#### 题目 1
修改谈大脑与心灵的短文中从“其实,我们对大脑的认识是它更”到“我们就好像没有存在的必要了。”的这一段，把其中的“商人”换成“生意人”，然后写出整段。
#### 题目 2
从谈大脑与心灵的短文的末句之后往下续写。

#### 文章节选
____

■ 万景路
脑死人才算死,还是心脏停止跳动人才算亡,尽管至今仍没有一个正确结论,也尽管在一些国家和地区已经立法规定了脑死即为人死,但这些都是医学界与法学界的鸟事儿,对于吾等草民,其实无论是脑死还是心死,基本上就都等于吹灯拔蜡了,琢磨亦无益。倒是究竟是人脑还是心灵在决定人的思维行动,亦或是真像当人们在嘲笑某人愚蠢时所使用的“这人是用屁股想问题的”,屁股在决定人的思维行动才是我们感兴趣之所在。
其实,我们对大脑的认识是它更趋向于是一部理性的机器,而心灵给人的感觉则更多的是感性的情绪起伏,更多的时候,它们是彼此呼应协同工作相生共长的关系。打个比方说,大街上走来一位袅袅婷婷的时髦性感的绝色女子,男人们看见后首先的感觉就是眼前一亮心头一荡,这“心头一荡”就是感性的心灵在情绪起伏中跃跃欲试了。接著,大脑就会给人发出指令来规范人的行动,对美的共性磁震就会使各种各样的男人做出各种各样不同的举动来,如果是类似良宇似的同志当然就会暗示秘书向这位美女要来电话号码,以备不时之需;如果是一位精明的商人则会制造机会适时地向美女送出自己的名片,待鱼上钩;如果是一位理智的男人就会望美兴叹适时而止;而如果是一个好色的登徒子,估计就会死乞白赖伺机揩油了。再举一例,喜读书的人都知道,我们在阅读一部感人的作品时,也会交错地使用心灵和大脑,当读到催人泪下处,会不觉地两眼湿润,这时,就是心灵振颤了。读到与己相悖的作者的某些论断时,大脑就会及时地处于高速运转中,理性首先开始工作了。这些都属身体感官的自发行为。吃饭亦如此,我们为了延续生命而吃饭,但无可否认的是,吃的同时,也绝不会耽误了我们对美味的欣赏,在吃饭兼顾了美味这件事上,没人需要他人指点,所以说,电视上的美食导游我们就很欢迎,可美味解说员对于知道香臭的我们就好像没有存在的必要了。

____

#### 所给资料
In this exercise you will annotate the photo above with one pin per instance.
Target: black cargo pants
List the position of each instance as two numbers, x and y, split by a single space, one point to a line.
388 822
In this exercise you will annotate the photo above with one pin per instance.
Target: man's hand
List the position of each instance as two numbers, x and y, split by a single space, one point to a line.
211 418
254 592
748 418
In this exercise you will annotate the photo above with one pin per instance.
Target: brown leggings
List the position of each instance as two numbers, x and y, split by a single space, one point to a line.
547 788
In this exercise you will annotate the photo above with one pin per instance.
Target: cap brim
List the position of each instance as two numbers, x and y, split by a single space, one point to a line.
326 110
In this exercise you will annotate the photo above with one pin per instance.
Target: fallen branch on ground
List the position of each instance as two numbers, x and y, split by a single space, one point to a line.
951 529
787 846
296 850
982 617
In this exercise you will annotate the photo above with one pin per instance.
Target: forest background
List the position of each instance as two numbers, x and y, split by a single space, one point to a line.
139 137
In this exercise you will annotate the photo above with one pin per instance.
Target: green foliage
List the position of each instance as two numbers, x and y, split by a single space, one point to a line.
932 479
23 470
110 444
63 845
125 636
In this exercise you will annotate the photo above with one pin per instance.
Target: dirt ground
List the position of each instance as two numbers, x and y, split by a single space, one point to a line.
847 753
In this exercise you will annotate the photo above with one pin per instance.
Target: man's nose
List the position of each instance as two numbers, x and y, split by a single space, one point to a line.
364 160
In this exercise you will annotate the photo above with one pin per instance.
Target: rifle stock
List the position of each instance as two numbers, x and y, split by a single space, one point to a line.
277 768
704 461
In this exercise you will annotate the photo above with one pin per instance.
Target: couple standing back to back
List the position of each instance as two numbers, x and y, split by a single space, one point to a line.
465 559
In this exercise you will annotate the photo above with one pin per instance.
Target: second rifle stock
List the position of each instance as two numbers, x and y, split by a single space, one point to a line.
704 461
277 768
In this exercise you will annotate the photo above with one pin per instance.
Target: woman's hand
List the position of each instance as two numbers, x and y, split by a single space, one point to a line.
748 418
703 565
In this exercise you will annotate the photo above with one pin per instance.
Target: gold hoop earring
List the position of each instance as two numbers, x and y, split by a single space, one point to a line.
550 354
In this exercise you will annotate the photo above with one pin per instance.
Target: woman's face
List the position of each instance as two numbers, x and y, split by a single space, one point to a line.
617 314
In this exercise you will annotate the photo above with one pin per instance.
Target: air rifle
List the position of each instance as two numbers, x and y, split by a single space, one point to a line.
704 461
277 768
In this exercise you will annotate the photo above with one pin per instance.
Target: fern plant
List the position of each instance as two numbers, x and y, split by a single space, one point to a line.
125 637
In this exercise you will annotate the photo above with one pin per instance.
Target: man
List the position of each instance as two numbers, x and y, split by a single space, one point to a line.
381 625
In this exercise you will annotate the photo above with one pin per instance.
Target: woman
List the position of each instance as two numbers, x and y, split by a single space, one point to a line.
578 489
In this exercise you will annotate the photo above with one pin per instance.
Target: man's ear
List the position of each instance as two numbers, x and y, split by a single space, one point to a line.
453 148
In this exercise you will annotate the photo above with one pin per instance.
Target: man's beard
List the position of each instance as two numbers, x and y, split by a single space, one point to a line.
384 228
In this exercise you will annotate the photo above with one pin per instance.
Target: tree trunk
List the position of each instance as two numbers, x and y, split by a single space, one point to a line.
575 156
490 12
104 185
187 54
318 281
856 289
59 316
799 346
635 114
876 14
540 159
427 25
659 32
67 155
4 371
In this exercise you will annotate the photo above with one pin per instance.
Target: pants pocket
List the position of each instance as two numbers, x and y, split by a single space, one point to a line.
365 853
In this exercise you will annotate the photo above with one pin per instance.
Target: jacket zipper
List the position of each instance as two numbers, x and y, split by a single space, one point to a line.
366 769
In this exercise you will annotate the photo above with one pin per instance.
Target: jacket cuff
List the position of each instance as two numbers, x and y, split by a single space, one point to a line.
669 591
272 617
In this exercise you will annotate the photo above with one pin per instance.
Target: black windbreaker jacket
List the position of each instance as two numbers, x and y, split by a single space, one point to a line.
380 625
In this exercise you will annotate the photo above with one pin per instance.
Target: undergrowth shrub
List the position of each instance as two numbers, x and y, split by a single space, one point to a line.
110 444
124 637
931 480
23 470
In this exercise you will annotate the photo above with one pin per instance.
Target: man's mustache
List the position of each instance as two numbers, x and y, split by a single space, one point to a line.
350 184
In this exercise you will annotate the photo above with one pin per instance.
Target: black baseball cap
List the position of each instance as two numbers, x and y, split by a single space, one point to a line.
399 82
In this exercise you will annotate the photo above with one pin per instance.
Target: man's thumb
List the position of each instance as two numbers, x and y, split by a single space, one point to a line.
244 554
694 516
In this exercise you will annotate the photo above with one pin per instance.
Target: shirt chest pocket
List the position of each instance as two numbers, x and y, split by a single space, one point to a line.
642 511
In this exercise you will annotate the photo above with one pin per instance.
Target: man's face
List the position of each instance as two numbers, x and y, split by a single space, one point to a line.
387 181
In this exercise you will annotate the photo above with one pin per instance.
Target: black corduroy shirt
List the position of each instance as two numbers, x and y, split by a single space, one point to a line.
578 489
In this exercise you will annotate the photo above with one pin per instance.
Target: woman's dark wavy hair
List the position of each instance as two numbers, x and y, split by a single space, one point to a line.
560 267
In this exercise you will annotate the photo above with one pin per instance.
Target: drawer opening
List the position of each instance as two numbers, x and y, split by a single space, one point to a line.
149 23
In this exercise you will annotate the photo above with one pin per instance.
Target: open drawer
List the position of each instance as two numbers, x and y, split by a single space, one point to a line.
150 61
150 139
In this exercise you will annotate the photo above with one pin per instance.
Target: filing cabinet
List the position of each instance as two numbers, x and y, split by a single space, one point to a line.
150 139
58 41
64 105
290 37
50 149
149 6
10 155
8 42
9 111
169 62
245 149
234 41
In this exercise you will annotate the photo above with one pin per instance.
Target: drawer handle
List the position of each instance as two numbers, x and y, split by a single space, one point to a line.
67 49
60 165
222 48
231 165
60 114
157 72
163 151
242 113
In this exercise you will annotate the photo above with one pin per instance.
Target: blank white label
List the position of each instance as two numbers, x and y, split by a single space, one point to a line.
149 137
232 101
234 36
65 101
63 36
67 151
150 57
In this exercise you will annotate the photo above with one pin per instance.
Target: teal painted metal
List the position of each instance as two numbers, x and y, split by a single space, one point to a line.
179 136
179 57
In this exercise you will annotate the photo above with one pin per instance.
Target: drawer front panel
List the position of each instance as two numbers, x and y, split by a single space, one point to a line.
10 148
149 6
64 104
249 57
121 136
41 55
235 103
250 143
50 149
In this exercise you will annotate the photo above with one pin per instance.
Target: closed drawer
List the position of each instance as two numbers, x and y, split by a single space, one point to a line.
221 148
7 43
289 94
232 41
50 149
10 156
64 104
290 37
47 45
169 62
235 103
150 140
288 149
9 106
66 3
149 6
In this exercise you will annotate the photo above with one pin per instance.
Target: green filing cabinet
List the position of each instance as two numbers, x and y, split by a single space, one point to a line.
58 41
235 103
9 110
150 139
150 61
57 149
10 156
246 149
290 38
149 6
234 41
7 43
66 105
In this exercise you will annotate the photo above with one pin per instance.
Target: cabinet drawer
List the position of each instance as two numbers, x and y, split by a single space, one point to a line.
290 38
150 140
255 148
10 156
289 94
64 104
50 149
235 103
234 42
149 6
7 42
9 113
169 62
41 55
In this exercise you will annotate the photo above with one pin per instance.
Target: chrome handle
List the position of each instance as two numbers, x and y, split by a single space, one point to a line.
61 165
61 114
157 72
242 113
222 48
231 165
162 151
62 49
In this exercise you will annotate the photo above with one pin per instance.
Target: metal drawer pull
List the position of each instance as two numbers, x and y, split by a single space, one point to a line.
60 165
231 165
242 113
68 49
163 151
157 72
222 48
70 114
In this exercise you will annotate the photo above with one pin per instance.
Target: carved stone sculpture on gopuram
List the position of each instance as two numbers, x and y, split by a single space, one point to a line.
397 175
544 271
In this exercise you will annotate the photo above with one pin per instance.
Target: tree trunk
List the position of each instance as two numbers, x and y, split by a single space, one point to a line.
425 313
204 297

____

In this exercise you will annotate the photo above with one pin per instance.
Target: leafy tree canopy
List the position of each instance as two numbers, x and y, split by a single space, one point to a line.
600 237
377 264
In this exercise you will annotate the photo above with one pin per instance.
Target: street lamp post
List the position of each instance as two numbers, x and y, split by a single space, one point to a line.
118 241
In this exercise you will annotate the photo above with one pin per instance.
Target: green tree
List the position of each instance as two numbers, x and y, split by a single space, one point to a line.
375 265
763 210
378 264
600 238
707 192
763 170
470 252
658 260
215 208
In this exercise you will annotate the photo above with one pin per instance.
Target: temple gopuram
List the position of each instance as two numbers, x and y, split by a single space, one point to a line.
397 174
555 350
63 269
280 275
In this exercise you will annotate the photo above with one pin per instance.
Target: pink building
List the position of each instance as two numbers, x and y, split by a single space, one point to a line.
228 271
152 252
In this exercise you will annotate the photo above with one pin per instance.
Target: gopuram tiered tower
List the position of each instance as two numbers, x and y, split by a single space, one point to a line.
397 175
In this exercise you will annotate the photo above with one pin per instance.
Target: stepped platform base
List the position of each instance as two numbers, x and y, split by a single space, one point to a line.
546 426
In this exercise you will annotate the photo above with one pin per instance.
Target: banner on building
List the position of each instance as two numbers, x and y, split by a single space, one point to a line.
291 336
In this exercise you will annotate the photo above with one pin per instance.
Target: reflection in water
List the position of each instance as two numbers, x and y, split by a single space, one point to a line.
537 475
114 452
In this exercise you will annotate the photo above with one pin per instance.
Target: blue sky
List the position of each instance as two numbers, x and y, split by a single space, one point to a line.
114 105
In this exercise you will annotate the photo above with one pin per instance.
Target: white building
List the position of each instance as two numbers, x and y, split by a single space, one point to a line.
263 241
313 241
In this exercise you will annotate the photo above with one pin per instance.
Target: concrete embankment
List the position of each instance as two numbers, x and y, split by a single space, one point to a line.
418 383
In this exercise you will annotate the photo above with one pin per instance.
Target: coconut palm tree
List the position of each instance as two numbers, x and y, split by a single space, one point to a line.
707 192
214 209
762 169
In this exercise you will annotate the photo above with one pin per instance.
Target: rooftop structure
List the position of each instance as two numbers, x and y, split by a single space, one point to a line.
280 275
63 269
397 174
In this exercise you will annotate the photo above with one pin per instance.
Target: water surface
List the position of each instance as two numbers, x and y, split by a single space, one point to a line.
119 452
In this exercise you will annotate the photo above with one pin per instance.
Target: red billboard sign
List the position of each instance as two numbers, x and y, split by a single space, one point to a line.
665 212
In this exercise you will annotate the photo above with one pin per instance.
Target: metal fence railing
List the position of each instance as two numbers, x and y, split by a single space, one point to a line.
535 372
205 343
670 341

____

#### 答题结果 1
其实,我们对大脑的认识是它更趋向于是一部理性的机器,而心灵给人的感觉则更多的是感性的情绪起伏,更多的时候,它们是彼此呼应协同工作相生共长的关系。打个比方说,大街上走来一位袅袅婷婷的时髦性感的绝色女子,男人们看见后首先的感觉就是眼前一亮心头一荡,这“心头一荡”就是感性的心灵在情绪起伏中跃跃欲试了。接著,大脑就会给人发出指令来规范人的行动,对美的共性磁震就会使各种各样的男人做出各种各样不同的举动来,如果是类似良宇似的同志当然就会暗示秘书向这位美女要来电话号码,以备不时之需;如果是一位精明的生意人则会制造机会适时地向美女送出自己的名片,待鱼上钩;如果是一位理智的男人就会望美兴叹适时而止;而如果是一个好色的登徒子,估计就会死乞白赖伺机揩油了。再举一例,喜读书的人都知道,我们在阅读一部感人的作品时,也会交错地使用心灵和大脑,当读到催人泪下处,会不觉地两眼湿润,这时,就是心灵振颤了。读到与己相悖的作者的某些论断时,大脑就会及时地处于高速运转中,理性首先开始工作了。这些都属身体感官的自发行为。吃饭亦如此,我们为了延续生命而吃饭,但无可否认的是,吃的同时,也绝不会耽误了我们对美味的欣赏,在吃饭兼顾了美味这件事上,没人需要他人指点,所以说,电视上的美食导游我们就很欢迎,可美味解说员对于知道香臭的我们就好像没有存在的必要了。

#### 答题结果 2
其实,这些都是吾等凡人也能默而识之的道理,倒也毋庸赘述。与其关心心灵与大脑谁来决定人的生死,倒不如多来关心一下如何使心灵与大脑永远处于共生共存的良性互动状态这件事儿上来。一味地开动大脑,容易使人变成思维机器渐趋冷血,而惟心灵之命是从,总是心血来潮,同样会使心灵变成一件坏事的玩意儿。人间亲情关系就是一个很好的例子。普通饮食男女由于在亲情关系上的冲动酿成的悲剧惨祸是不胜枚举的,高官们为了男女私情使心灵这匹不安分的野马挣脱理性的控制而引发的无数贪污腐败案件也是比比皆是,而此时,如果能抛开私情,舍弃不合时宜的心潮澎湃,让心灵退位,完全依附于理性的思维,则会避免很多惨剧发生使人受益。当然,当我们在欣赏音乐、品味相声小品的时候,则大可多倚重一些心灵感受而让理性思维退避三舍,这样才能得到彻底的心灵放松。一位严谨的科学家和一位浪漫的诗人如果是同一人,那么,这人就需要在实验室的时候少来点浮想联翩,而在诗歌朗诵时多来一点激情澎湃。使理性与感性有机地互为作用,才是善莫大焉。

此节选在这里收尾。